GOAL:
Update the material below by changing "red logo on tent" to "red tent logo" everywhere and leaving all other text unchanged. Omit the pictures from your answer.
### DATA IN THIS EXERCISE
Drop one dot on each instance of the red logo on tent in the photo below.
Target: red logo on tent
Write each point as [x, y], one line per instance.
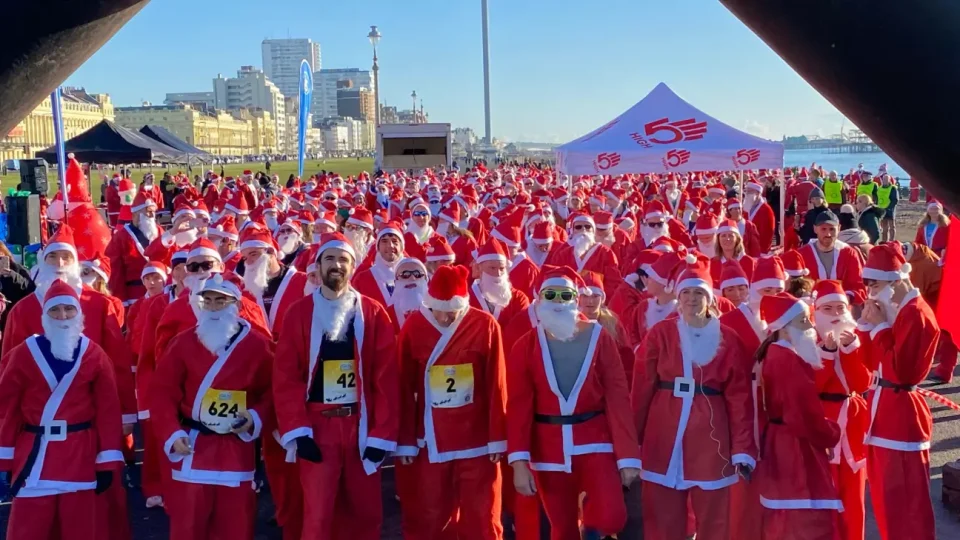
[675, 158]
[680, 130]
[746, 157]
[606, 160]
######
TASK RESPONSE:
Drop one dot on each instance of the red tent logo in the photo below.
Target: red tent logo
Write each point as [x, y], one line per instance.
[675, 158]
[680, 130]
[746, 157]
[606, 160]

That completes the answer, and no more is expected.